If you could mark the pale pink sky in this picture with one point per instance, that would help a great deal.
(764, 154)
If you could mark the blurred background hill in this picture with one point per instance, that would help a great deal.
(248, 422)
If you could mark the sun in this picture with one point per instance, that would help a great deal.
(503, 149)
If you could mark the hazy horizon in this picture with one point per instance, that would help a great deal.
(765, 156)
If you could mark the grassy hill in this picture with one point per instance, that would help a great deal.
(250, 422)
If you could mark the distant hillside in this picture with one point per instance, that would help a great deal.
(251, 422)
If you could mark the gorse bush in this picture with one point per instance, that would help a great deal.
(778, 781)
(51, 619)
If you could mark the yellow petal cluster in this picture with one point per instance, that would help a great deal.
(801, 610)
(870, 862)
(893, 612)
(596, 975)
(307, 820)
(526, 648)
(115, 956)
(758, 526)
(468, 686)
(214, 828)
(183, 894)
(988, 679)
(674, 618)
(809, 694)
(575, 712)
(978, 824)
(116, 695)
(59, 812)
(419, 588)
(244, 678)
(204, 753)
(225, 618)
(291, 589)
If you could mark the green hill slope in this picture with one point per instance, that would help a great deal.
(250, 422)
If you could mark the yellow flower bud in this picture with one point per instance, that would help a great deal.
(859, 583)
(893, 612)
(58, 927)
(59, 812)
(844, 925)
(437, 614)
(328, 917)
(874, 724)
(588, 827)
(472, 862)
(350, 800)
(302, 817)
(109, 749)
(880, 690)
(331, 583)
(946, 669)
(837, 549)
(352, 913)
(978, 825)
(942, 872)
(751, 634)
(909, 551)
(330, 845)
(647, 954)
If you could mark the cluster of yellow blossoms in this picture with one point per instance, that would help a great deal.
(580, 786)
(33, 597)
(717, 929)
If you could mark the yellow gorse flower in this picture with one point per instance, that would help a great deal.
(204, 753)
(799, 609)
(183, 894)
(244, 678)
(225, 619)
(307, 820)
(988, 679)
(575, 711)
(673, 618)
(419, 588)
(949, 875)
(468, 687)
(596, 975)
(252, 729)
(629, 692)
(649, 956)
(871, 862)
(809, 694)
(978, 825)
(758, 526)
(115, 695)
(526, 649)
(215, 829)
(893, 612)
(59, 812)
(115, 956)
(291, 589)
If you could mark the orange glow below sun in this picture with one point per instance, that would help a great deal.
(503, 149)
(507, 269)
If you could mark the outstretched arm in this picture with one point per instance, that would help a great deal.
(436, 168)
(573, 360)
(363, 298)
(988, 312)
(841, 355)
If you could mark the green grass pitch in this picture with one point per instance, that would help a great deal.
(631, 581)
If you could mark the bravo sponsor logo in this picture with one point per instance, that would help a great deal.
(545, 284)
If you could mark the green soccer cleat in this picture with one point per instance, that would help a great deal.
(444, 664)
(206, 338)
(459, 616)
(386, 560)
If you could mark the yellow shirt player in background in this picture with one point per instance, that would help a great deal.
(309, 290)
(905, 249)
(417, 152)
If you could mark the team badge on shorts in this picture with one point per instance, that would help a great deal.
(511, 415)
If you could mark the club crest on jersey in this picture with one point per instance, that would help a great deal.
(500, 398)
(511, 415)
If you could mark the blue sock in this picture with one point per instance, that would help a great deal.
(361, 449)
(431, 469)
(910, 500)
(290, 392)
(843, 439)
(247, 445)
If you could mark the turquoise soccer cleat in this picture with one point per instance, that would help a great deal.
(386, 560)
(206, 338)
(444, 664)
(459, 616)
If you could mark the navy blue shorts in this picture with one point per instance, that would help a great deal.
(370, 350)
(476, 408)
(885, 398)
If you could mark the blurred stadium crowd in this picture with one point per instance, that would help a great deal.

THE TASK: Would you write out the full listing exactly as given?

RESPONSE BELOW:
If you could mark the pale pink sky in this picture with one point per instance, that would help a great deal.
(764, 154)
If you could mark the blurred background hill in this picture with one point per instance, that would help a great deal.
(248, 422)
If you could mark the sun in this picture with one point per instance, that would help a great deal.
(503, 149)
If you could mark the hazy horizon in this picture with one point per instance, that would help a great deal.
(765, 156)
If you could mark the grassy hill in this picture with one point per instance, that would help a great deal.
(250, 422)
If you could mark the distant hillside in this picture with one point per instance, that would help a great deal.
(251, 422)
If you could mark the gorse bush in this picture with one point per instance, that would help a great deal.
(778, 781)
(51, 619)
If you could mark the yellow petal cluster in this picture with one point per instance, that would help a great deal.
(801, 610)
(870, 862)
(893, 612)
(596, 975)
(307, 820)
(526, 648)
(115, 956)
(758, 526)
(468, 686)
(214, 828)
(183, 894)
(988, 679)
(674, 618)
(809, 694)
(575, 712)
(978, 824)
(116, 695)
(59, 812)
(419, 588)
(244, 678)
(204, 753)
(225, 618)
(291, 589)
If you could mark the green hill slope in this picture with one point per instance, that would help a great deal.
(250, 422)
If you could mark the yellow flower bud in this picture with one point per instance, that would help a great deal.
(859, 583)
(893, 612)
(58, 927)
(59, 812)
(844, 925)
(437, 614)
(328, 917)
(874, 724)
(588, 827)
(472, 862)
(350, 800)
(302, 817)
(109, 749)
(880, 690)
(331, 583)
(946, 669)
(837, 549)
(352, 913)
(978, 825)
(942, 872)
(751, 634)
(909, 551)
(330, 845)
(647, 954)
If you could mark the cluster of yellow blossoms in this picture with one point per instance, that would help a great deal.
(580, 786)
(33, 597)
(717, 929)
If you could mark the yellow gorse flower in this picture with one point per instance, that would help a great deal.
(204, 753)
(799, 609)
(183, 894)
(244, 678)
(225, 619)
(307, 820)
(988, 679)
(575, 711)
(673, 618)
(419, 588)
(949, 875)
(468, 687)
(596, 975)
(252, 729)
(629, 692)
(649, 956)
(871, 862)
(809, 694)
(978, 825)
(758, 526)
(115, 695)
(526, 649)
(215, 829)
(893, 612)
(59, 812)
(115, 956)
(291, 589)
If you could mark the orange glow below sun in this picture with one point per instance, that would help a great deal.
(503, 149)
(507, 269)
If you could mark the outstretched arm in this picture with one point per instance, that would help a great deal.
(436, 168)
(573, 360)
(363, 298)
(988, 312)
(841, 355)
If you could mark the green grass pitch in this picture with one point per instance, that would help a great deal.
(631, 581)
If you could mark the bravo sponsor logo in this picture with one point per instance, that would help a great deal.
(545, 284)
If you could mark the green soccer cleat in this picture with one point per instance, that would help a great deal.
(444, 664)
(206, 338)
(459, 616)
(386, 560)
If you could mark the yellow shirt player in background in this picture with one point per instance, that would help a great deal.
(309, 290)
(905, 249)
(417, 152)
If you could mark the team badge on shorts in this picture with one point per instance, that would help a great deal.
(511, 415)
If you could mark the club crest on jersey in this picture with one point per instance, that would help a great deal.
(500, 398)
(511, 415)
If you could mark the blue sock in this picture with one point per instance, that would help a great deal.
(361, 449)
(431, 469)
(910, 500)
(290, 392)
(843, 439)
(247, 445)
If you could mark the turquoise soccer cleat in this picture with one point per instance, that would help a great deal.
(386, 560)
(206, 338)
(444, 664)
(459, 616)
If you could mark the navy blue shorts in this picture with one point per instance, that would help a great deal.
(370, 350)
(476, 408)
(885, 398)
If you could mark the blurred stadium crowd in this picture with one point per instance, that would help a great deal.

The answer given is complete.